_Provided information_
** begin **
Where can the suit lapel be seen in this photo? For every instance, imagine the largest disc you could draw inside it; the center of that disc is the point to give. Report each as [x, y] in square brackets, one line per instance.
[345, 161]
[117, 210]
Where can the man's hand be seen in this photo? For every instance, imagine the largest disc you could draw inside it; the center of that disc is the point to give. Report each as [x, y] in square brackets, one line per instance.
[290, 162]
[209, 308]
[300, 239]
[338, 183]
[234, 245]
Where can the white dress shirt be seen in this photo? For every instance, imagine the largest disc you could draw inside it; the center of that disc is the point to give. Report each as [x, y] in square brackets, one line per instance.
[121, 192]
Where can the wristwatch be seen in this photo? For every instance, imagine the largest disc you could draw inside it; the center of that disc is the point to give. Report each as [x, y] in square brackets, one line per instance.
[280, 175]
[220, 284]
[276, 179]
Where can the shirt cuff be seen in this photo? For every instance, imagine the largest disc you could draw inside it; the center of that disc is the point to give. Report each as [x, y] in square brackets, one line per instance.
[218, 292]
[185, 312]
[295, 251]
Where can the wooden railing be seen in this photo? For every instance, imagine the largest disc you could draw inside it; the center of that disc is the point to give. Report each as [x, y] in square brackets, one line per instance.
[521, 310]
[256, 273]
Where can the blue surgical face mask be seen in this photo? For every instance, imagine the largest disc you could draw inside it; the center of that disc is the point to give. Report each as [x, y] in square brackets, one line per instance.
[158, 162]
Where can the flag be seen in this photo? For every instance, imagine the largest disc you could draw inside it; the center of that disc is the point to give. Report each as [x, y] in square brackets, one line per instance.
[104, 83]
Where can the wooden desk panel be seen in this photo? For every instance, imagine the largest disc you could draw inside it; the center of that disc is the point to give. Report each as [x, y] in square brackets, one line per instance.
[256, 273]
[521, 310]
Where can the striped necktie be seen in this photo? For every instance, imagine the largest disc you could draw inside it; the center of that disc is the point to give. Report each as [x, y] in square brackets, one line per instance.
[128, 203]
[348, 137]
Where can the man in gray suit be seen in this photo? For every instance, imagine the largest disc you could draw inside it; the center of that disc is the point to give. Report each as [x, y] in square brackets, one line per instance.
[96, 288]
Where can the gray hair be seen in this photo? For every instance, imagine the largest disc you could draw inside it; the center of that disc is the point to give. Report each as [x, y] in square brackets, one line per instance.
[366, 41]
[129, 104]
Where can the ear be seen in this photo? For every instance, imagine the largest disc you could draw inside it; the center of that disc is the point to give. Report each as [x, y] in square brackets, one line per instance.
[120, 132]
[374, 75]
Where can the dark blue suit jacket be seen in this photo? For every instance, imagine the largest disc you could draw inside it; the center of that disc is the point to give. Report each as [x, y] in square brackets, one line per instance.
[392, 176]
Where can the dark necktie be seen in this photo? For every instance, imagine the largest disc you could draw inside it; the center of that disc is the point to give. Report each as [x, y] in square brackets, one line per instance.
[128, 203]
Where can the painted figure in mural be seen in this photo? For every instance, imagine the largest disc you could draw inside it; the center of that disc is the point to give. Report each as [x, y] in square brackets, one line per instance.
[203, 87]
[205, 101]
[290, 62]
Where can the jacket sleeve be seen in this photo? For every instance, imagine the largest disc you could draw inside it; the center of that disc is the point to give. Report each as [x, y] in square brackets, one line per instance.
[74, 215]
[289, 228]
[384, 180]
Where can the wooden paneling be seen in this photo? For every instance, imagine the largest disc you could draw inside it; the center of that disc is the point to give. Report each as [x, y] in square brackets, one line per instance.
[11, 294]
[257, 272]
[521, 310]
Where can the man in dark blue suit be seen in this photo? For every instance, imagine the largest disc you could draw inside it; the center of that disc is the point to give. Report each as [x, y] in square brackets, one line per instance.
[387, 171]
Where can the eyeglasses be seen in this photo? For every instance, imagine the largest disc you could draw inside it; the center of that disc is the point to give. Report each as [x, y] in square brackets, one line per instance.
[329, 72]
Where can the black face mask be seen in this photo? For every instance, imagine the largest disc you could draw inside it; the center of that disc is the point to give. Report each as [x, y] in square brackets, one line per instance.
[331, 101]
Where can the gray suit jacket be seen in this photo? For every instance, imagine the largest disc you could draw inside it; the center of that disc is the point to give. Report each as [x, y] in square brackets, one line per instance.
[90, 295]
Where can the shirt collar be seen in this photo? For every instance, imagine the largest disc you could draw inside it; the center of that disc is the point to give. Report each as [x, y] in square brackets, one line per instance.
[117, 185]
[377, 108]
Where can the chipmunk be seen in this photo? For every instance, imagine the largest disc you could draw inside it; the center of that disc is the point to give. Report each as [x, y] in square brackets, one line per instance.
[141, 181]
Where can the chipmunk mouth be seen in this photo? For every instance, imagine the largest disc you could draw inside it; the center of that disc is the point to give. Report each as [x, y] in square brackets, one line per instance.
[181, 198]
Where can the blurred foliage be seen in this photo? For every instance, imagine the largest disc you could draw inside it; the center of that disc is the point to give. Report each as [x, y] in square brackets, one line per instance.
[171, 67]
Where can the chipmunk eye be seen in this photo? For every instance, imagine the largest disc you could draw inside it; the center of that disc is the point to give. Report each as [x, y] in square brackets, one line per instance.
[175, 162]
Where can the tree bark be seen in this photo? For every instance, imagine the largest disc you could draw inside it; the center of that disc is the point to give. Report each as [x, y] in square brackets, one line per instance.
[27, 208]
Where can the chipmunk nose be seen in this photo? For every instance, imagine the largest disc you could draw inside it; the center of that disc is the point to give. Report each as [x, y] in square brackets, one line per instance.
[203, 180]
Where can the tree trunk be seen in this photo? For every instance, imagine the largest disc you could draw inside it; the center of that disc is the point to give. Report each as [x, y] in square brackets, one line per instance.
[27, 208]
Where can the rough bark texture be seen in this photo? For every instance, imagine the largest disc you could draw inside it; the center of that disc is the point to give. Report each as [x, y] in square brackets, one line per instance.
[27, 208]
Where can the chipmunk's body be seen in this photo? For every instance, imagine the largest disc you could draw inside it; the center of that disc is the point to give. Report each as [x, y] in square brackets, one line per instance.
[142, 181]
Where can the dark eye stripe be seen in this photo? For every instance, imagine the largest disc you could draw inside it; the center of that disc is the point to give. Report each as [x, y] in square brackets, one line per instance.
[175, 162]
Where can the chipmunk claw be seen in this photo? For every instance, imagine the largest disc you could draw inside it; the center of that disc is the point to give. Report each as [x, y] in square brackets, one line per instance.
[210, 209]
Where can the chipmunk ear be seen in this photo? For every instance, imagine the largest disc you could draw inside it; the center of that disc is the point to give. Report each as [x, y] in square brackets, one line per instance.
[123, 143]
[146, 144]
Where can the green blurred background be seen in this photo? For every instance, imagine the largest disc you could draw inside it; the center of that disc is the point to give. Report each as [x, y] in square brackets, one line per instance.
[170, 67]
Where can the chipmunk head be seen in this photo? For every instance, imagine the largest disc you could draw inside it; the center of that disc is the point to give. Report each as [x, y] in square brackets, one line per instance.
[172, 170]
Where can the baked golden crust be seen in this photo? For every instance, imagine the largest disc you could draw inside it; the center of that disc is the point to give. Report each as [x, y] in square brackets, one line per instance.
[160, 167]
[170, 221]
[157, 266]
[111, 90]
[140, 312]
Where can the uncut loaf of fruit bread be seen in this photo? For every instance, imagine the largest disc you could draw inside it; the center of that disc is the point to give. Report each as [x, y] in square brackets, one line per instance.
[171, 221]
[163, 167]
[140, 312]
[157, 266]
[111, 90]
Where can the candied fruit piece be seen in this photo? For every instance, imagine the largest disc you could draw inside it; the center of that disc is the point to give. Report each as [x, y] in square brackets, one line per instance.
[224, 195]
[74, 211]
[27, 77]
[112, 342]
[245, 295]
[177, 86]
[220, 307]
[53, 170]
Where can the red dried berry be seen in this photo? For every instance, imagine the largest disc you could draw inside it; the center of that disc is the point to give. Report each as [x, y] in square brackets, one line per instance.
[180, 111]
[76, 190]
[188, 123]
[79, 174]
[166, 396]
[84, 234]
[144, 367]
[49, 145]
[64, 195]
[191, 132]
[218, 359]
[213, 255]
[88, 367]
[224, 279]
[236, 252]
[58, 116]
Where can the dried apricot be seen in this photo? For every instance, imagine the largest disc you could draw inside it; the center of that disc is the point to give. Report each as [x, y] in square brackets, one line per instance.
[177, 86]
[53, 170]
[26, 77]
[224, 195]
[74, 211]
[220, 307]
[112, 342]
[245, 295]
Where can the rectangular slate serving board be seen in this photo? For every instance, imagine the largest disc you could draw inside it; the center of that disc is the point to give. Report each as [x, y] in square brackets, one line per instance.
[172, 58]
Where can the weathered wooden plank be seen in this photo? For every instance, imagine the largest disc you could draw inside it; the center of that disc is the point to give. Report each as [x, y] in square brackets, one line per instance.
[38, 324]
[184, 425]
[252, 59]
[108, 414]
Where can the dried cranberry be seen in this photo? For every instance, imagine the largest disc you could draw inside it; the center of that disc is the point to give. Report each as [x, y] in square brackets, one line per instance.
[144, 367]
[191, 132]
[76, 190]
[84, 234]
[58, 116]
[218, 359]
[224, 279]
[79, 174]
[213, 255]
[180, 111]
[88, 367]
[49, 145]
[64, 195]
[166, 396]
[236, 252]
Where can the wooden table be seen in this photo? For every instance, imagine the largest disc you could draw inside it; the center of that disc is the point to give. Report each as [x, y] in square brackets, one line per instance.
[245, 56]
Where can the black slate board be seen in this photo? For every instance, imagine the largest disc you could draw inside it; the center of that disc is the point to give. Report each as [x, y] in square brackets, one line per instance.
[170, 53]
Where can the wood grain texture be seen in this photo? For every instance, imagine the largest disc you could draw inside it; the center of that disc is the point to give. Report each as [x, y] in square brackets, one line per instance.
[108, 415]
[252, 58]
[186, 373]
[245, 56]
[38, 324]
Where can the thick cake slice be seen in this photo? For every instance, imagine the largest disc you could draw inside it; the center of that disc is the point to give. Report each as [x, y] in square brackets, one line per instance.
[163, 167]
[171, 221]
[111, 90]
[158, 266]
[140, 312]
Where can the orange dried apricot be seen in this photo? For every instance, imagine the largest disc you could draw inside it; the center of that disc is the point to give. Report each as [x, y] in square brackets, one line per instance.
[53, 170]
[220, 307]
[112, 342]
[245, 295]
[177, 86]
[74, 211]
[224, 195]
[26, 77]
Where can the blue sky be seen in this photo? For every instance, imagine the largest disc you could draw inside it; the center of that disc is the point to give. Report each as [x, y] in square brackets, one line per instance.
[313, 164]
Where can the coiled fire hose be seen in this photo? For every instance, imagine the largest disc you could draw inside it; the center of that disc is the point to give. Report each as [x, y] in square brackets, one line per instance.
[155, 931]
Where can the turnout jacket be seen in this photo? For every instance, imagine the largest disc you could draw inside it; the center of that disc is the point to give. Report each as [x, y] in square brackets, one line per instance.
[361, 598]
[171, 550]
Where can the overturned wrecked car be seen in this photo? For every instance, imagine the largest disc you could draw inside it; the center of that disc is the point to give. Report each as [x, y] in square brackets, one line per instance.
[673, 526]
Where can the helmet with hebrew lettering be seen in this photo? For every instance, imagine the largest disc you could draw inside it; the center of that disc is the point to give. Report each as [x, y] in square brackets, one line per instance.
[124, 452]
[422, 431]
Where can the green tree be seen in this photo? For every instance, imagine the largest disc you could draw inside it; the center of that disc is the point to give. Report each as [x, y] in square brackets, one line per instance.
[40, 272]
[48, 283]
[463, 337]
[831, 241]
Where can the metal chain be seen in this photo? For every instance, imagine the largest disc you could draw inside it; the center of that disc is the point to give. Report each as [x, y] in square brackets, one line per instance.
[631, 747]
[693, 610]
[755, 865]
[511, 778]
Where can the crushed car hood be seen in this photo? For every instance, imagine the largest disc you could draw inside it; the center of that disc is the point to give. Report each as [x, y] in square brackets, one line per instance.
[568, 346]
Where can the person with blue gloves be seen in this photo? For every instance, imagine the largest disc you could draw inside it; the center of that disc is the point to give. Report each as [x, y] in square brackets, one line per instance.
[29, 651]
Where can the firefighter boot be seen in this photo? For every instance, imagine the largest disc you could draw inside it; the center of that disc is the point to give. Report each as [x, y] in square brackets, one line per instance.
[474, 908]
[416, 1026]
** end **
_Exercise instructions_
Output the line holding "Where can the helmet", then every later line through the end of the records above, exactly as given and nothing else.

_The solution_
Where can the helmet with hebrew lettering be seen in this photo? For every instance, imagine the largest disc you could draw inside it; the center of that disc is the point to give. Report each as [x, y] in square brackets, one line per instance.
[124, 452]
[422, 431]
Where can the green tree be seen in this photo? For every instance, imagine the largest disc you could draw inside it; the center of that disc is the point to give. Report each as [x, y] in square brackets, one line per instance.
[40, 272]
[48, 283]
[463, 337]
[831, 241]
Where can the metal chain be seen in this photo? For every instance, imagine the largest disc you could draw inside it; the center of that disc is the point to give. Report each as [x, y] in square brackets, one line per instance.
[631, 747]
[693, 610]
[755, 865]
[511, 778]
Where can the crushed car hood be seen in this photo? For every instance, imagine the largest disc you could draw inside it; the center of that disc is the point to give. Report each as [x, y] in square brackets, one line per instance.
[568, 346]
Where can the person with blue gloves be seen in this photo? For every instance, imagine the largest disc you could draw inside it; the center of that disc is the point to give. Report each as [x, y] in square brackets, one line per instance.
[29, 651]
Where can the firefighter boot be seen in this photo? For every instance, imagine the largest disc you could draw inside it; the center of that disc is the point to give. Report each as [x, y] in square brackets, one line per instance.
[474, 908]
[416, 1026]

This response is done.